Actions to take:
(a) According to the LA Auto Show article, by what percent have hybrid sales recently increased in the USA?
(b) Reproduce the LA Auto Show article word for word from "By Suzanne Maxx" up to and including "Model S included.".
## start Document passage
By Suzanne Maxx and Albert Boulanger
The 2012 LA Auto Show’s new vehicles and the new Tesla all drive home the point that a car is more than a mode of transportation at this time in the history of the automobile. It is evident that innovation counts, as well as efficiency. One’s choice of vehicle (see our auto show album) requires not just a commitment to invest in a brand, but also requires consideration into the way a vehicle is powered (conventional or alternative fuel). Now the actual intelligence of the vehicle itself, how it “calls home” and can network with you and other cars, with a variety of ways to customize it— all factors into the mix. There are 1,000 plus vehicles to navigate at the show, so Auto Shows by Cars.com mobile app (iPhone, Android) becomes a necessity. Click here to see our LA Auto Show Album with the Tesla Model S included.
“Eco” is clearly a priority this year; both “eco”nomy and “eco”ology are obviously considerations— “Green,” comes in a variety of shades, from most original equipment manufacturers (OEMs), like never before at this year’s first major North America show of the season. Over three dozen alternative vehicles enforce this year’s trend. Most importantly now there is the consideration of not just what kind of energy your vehicle uses, but also, where does your vehicle’s energy source come from, is it renewable? Is the choice sustainable for your lifestyle and our future? Here is a big-picture look but highly technical article dealing with the topic
It is not just the plethora of new vehicles powered by a variety of options that range from the choice of electric vehicles (EVs) to plug-in hybrid electric vehicles (PHEVs) and hybrids (which have seen a recent sales increase of 63.5 percent in the USA). It is the sudden availability of these vehicles in a variety of brands and models, which is the most significant change. EV and PHEV leaders like Nissan with their all-electric Leaf and Toyota with the RAV4 EV and Prius now share the space with Audi, BMW, Chevrolet, Coda, Fiat, Fisker, Mitsubishi, and Smart. More than 50 models of vehicles are making their World Debut, North America Debut or LA Auto Show Debut (click here to see all 3 categories of debuts) but these alternative entries: Fiat 500e, Ford’s batch of new variations with the C Max plus the Fusion, and Honda’s plug-in Accord, prove this is more than a growing trend.
The OEMs’ and public’s awakening to realize that alternative vehicles can help achieve the goal of using our resources in a more sustainable way is a significant change. Policy in the USA helped drive this change to alternative vehicles with, for example, the Nissan Leaf qualifying for a total of $10,000 in both state and federal rebates, in CA, click here to see your states’ laws and incentives including rebates in some states. These rebates, plus the time savings from EV and PHEVs that now qualify (in CA) for the stickers that gain access to carpools lanes, are an immeasurable advantage too. These changes prioritize stewardship of our planet— for future generations and make it possible for the public to affect our climate and future.
## end Document passage
## start Entries provided
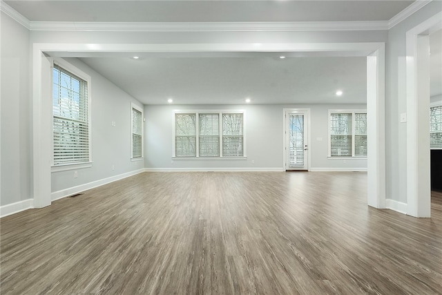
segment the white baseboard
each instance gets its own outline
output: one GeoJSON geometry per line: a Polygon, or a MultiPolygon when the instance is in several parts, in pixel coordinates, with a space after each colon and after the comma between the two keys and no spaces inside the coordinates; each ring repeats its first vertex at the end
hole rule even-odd
{"type": "Polygon", "coordinates": [[[146,172],[280,172],[282,168],[146,168],[146,172]]]}
{"type": "Polygon", "coordinates": [[[367,172],[367,168],[310,168],[311,172],[367,172]]]}
{"type": "Polygon", "coordinates": [[[390,210],[407,214],[407,204],[392,199],[385,200],[385,207],[390,210]]]}
{"type": "Polygon", "coordinates": [[[51,200],[55,201],[56,200],[61,199],[63,198],[66,198],[69,196],[73,196],[76,193],[81,193],[81,191],[86,191],[87,189],[93,189],[94,187],[99,187],[104,184],[106,184],[108,183],[113,182],[114,181],[117,181],[123,178],[128,178],[129,176],[135,175],[135,174],[144,172],[144,171],[145,171],[144,169],[135,170],[133,171],[127,172],[126,173],[119,174],[119,175],[112,176],[108,178],[104,178],[99,180],[93,181],[92,182],[86,183],[84,184],[78,185],[77,187],[73,187],[68,189],[62,189],[61,191],[55,191],[52,193],[50,195],[51,200]]]}
{"type": "Polygon", "coordinates": [[[34,208],[34,199],[23,200],[12,204],[0,206],[0,218],[32,208],[34,208]]]}

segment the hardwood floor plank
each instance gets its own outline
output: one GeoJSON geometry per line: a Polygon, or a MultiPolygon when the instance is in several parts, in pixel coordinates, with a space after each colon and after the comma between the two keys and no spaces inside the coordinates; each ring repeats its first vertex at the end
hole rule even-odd
{"type": "Polygon", "coordinates": [[[144,173],[0,220],[0,293],[441,294],[432,218],[364,173],[144,173]]]}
## end Entries provided
Results of the tasks:
(a) 63.5 percent

(b)
By Suzanne Maxx and Albert Boulanger
The 2012 LA Auto Show’s new vehicles and the new Tesla all drive home the point that a car is more than a mode of transportation at this time in the history of the automobile. It is evident that innovation counts, as well as efficiency. One’s choice of vehicle (see our auto show album) requires not just a commitment to invest in a brand, but also requires consideration into the way a vehicle is powered (conventional or alternative fuel). Now the actual intelligence of the vehicle itself, how it “calls home” and can network with you and other cars, with a variety of ways to customize it— all factors into the mix. There are 1,000 plus vehicles to navigate at the show, so Auto Shows by Cars.com mobile app (iPhone, Android) becomes a necessity. Click here to see our LA Auto Show Album with the Tesla Model S included.